• GIVEN PROBLEM
How many lines in the material below contain the string "black"? Matching is case-sensitive; reply with the number alone.

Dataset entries
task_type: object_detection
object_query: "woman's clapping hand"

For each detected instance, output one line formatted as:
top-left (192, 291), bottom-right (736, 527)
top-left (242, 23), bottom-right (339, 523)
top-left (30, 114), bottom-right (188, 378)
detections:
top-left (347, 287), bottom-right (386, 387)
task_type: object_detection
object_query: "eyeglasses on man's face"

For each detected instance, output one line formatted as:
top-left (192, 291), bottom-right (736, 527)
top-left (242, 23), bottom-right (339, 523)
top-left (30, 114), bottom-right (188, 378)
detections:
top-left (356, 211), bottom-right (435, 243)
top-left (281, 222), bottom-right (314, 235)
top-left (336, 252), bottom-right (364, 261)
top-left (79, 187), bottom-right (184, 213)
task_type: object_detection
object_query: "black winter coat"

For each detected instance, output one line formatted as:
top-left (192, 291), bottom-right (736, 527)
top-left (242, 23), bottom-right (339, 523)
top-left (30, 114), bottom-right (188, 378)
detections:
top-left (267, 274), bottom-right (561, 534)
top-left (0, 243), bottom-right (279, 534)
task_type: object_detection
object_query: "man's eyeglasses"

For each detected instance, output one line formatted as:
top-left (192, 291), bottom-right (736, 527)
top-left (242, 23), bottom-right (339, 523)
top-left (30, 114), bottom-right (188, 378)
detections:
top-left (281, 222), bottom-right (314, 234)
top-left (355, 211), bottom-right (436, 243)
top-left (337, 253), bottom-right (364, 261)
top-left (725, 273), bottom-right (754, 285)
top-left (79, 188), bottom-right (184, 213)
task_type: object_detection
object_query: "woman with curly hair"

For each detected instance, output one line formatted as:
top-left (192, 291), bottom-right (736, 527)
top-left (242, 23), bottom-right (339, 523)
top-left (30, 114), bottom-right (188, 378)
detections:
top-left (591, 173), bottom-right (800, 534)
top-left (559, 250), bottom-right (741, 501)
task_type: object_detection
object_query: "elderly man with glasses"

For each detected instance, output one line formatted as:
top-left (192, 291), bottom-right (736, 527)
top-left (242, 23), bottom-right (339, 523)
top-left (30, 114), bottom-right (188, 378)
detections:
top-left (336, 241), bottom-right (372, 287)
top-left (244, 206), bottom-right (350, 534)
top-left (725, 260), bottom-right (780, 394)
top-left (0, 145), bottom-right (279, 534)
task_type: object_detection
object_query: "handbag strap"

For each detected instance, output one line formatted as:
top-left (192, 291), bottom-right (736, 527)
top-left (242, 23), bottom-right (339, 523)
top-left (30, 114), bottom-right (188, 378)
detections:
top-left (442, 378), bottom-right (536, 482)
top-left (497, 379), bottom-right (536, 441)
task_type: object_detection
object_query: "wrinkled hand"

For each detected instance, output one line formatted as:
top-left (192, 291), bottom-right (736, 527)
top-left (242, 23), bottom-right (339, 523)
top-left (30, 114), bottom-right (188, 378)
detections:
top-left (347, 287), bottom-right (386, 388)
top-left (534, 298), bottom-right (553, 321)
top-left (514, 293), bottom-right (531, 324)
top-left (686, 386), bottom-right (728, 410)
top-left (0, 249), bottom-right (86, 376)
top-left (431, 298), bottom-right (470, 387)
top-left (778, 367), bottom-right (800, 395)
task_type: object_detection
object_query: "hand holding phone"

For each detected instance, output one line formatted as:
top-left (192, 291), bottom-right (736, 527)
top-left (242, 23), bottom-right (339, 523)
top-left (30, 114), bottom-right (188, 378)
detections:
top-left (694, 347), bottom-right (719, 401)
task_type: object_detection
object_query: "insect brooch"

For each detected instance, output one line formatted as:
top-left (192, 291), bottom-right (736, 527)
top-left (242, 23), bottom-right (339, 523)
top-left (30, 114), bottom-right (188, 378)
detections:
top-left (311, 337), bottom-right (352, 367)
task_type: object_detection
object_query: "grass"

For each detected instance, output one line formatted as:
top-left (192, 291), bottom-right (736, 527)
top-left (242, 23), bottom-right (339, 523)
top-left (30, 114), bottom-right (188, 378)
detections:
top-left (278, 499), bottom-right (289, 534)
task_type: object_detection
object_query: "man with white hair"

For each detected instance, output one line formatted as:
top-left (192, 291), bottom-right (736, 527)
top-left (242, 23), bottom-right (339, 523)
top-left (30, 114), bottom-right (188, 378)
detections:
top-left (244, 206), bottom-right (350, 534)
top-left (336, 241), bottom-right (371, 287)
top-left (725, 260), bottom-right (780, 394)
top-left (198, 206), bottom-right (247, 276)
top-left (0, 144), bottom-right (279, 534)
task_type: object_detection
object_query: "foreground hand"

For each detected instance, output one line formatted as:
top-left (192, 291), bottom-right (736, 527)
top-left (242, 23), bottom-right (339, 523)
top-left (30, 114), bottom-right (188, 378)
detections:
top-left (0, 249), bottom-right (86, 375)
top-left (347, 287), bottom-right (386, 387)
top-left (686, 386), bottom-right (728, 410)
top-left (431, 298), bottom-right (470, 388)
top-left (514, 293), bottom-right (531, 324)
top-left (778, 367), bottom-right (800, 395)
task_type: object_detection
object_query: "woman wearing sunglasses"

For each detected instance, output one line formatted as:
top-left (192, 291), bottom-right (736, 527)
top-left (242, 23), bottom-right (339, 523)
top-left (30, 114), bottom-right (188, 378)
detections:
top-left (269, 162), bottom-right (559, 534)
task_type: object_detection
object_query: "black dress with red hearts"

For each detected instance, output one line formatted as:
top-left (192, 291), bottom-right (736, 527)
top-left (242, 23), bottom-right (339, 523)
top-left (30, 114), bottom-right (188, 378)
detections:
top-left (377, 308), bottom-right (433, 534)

• OUTPUT
2